▶ _EXCERPTED PASSAGE_:
Glocks by pulling a trigger. They can be used for self-defense of the moment, such as during a burglary. They can also be used to initiate force. They can even be used in attempts to take over a corrupt government, although if it came down to that, whether or not there is a right to bear arms is moot. If the government were corrupt, you'd do illegal things. American Revolutionaries did that, even.

Nuclear weapons can be detonated in a suitcase, delivered via missile, dropped out of a plane, or even shot by artillery. They are intended to be use when extensive destruction is needed, perhaps against North Korea.

Speaking of North Korea though... Someone may feel threatened by North Korea, so they may build a nuke in the event that their oil drilling rig near the Russian-Korean border is attacked by North Korean soldiers for whatever reason. This is indeed hypothetical, but it's not so farfetched. As a defensive weapon, this would actually make sense in my opinion, as a means of self-defense. Furthermore, North Korea is a dictatorship, so it's not as problematic as it would be if the other country were Italy. I would even suppose this business could properly possess a nuclear weapon, because self-defense would be expected in this circumstance.

▶ _SOURCE MATERIAL_:
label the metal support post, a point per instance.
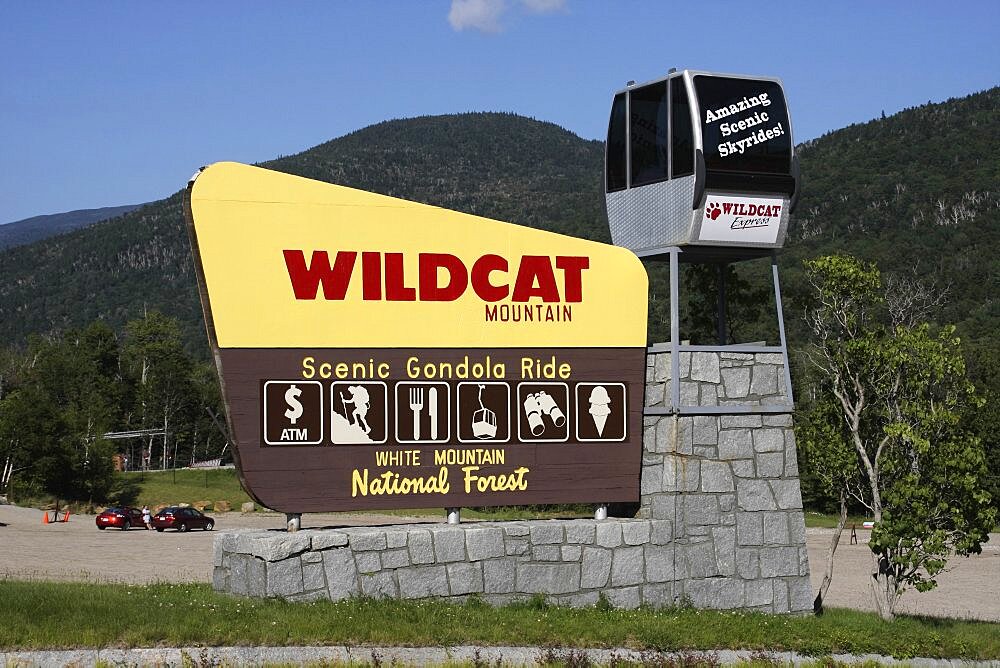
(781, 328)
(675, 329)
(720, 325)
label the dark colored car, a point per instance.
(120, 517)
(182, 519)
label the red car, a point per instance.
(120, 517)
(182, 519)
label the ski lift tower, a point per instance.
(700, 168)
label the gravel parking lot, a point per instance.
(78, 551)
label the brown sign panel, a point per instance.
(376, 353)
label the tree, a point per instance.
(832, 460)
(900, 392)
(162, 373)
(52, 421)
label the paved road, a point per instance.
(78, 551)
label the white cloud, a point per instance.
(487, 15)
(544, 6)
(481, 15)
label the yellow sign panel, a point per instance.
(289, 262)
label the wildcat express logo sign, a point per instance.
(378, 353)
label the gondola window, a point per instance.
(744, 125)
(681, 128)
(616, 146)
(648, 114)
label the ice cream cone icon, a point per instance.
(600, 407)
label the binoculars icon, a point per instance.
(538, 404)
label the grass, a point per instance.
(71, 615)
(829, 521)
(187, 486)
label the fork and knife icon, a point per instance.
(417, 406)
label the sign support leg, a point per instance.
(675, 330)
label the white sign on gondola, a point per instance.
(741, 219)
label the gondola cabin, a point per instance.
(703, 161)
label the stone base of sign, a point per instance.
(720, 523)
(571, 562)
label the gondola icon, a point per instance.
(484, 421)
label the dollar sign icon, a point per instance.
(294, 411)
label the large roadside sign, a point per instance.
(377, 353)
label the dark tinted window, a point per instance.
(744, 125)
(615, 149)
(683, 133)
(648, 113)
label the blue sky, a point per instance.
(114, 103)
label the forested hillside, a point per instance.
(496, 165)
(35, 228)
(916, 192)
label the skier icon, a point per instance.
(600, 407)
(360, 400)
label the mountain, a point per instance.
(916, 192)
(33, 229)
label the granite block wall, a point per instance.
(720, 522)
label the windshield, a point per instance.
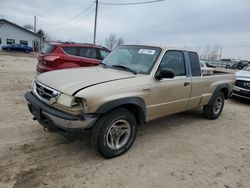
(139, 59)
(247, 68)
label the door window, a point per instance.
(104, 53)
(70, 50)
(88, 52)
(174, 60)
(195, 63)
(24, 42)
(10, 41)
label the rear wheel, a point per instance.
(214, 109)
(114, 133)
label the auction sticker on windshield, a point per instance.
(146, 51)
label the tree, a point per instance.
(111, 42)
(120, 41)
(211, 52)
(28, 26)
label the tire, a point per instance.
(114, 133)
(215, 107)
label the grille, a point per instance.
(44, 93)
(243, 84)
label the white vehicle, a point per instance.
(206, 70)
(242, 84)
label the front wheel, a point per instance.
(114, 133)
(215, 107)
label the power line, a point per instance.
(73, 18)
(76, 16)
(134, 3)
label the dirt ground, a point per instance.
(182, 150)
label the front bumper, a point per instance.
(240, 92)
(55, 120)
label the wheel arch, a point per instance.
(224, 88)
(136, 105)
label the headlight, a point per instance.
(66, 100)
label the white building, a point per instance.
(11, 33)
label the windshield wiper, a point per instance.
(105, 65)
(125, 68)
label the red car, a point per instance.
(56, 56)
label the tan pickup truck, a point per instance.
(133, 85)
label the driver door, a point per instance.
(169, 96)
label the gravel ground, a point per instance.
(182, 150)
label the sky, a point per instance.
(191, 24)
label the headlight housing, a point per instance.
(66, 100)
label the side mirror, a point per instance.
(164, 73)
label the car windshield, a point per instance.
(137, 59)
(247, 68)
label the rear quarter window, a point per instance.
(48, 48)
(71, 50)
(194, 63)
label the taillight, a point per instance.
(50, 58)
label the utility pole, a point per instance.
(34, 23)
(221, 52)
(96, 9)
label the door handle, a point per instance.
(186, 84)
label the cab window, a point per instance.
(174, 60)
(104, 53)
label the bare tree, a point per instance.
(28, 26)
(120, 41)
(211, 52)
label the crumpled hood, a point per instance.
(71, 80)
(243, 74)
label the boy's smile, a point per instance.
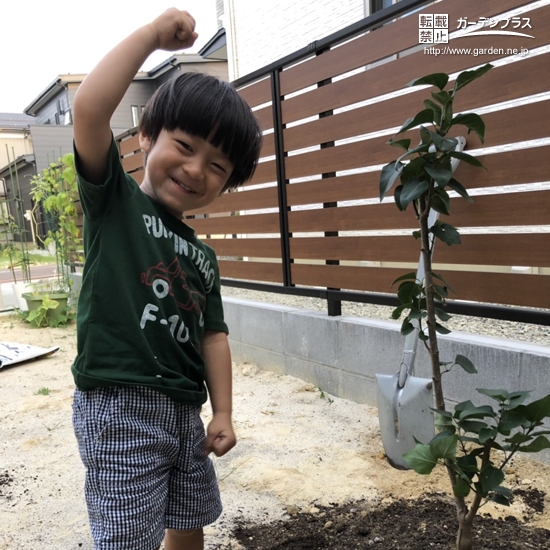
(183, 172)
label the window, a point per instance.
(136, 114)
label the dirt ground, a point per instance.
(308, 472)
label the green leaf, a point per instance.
...
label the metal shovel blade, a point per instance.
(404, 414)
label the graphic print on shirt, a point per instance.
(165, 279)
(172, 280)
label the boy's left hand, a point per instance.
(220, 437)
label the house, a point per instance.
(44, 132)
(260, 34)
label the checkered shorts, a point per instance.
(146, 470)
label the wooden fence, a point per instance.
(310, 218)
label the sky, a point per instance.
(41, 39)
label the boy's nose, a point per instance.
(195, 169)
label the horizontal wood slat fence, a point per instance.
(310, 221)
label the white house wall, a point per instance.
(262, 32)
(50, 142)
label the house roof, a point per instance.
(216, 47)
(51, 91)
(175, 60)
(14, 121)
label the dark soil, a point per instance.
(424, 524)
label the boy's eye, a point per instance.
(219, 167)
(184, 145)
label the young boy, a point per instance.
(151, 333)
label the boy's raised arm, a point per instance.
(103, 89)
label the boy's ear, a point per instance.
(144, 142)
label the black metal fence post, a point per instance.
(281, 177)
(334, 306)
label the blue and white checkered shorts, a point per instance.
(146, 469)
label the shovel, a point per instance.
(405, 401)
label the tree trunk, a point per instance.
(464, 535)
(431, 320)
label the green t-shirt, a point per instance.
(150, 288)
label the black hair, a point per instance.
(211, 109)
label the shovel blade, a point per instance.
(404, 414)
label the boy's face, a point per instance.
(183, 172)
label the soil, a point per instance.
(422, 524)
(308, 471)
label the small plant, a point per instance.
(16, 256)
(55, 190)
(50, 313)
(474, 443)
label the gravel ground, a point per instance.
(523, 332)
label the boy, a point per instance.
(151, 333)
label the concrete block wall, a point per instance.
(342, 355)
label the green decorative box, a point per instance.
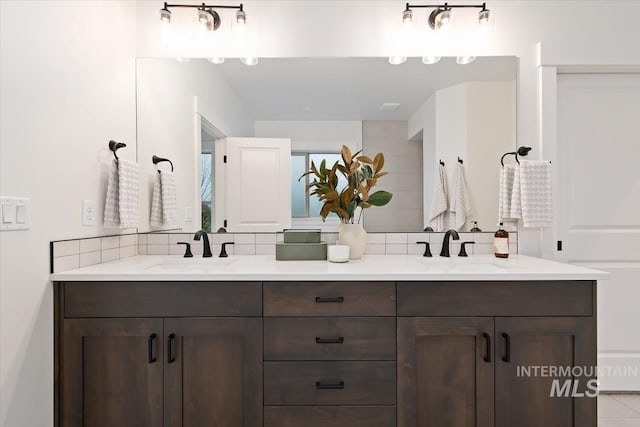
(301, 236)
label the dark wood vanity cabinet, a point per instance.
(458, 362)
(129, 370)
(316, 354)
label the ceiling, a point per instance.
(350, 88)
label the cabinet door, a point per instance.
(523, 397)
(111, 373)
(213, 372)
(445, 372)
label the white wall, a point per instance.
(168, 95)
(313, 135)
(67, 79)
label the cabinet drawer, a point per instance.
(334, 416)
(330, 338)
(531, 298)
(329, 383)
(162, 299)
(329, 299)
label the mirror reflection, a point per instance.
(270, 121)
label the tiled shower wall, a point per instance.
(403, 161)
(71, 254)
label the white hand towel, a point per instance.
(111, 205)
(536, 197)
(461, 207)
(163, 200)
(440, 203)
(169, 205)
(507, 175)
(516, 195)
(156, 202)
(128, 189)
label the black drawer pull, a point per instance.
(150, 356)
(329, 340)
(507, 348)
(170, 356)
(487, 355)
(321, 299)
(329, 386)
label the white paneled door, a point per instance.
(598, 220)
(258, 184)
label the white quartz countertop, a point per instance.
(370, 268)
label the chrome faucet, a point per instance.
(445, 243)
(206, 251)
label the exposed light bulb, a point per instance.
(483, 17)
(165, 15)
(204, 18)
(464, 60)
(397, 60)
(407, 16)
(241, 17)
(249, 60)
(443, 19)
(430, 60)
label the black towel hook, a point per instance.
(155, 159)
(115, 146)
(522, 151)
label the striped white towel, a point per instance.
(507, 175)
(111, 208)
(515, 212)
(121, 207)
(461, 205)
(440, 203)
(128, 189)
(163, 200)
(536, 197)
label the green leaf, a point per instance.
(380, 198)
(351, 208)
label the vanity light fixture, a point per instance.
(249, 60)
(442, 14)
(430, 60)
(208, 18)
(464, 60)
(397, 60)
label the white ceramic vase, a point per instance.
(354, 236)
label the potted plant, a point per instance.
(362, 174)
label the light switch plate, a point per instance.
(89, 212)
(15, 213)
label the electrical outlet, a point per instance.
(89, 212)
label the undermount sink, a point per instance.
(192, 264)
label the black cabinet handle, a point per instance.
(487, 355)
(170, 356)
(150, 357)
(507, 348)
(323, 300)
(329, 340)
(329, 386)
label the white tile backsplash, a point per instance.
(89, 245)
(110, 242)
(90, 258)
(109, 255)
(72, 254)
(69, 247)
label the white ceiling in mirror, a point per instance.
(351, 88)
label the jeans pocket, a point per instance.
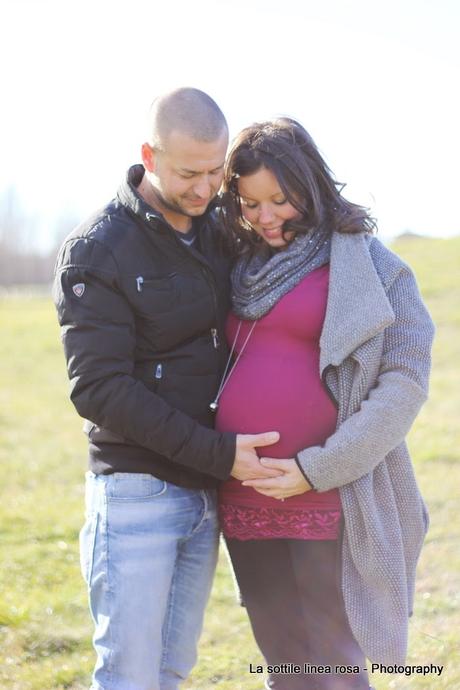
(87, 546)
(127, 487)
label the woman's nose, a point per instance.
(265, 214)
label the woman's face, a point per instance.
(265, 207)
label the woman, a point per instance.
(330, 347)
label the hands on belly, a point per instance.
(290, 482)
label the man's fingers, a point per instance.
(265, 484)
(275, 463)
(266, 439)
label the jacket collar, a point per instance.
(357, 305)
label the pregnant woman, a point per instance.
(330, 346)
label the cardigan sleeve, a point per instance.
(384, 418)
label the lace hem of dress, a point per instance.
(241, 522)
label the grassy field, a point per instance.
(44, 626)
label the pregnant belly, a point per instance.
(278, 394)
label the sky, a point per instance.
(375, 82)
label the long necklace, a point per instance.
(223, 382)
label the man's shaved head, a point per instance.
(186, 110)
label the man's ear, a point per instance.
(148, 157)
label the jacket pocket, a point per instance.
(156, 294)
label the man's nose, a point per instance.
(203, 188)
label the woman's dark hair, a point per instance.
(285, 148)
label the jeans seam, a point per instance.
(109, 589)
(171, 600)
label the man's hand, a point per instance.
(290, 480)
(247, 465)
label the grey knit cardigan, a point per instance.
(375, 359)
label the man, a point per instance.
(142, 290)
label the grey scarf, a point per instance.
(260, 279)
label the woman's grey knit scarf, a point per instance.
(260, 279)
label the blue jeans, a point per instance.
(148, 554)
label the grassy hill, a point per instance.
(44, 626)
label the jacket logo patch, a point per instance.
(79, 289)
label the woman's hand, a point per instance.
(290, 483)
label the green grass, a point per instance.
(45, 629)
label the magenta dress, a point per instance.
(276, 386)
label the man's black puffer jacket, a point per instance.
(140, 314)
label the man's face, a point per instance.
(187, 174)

▶ _EXERCISE AIM_:
In the excerpt on weapons and self-defense, condense the paragraph beginning "Speaking of North Korea though" into a shorter version that keeps its main facts.

▶ _ANSWER TO THE EXERCISE_:
A person who feels threatened by North Korea might build a nuke in case North Korean soldiers attack their oil drilling rig near the Russian-Korean border. The scenario is hypothetical but not farfetched, and in my opinion such a weapon would make sense as a means of self-defense. Because North Korea is a dictatorship, this is less problematic than it would be if the other country were Italy. I would even suppose that this business could properly possess a nuclear weapon, since self-defense would be expected in this circumstance.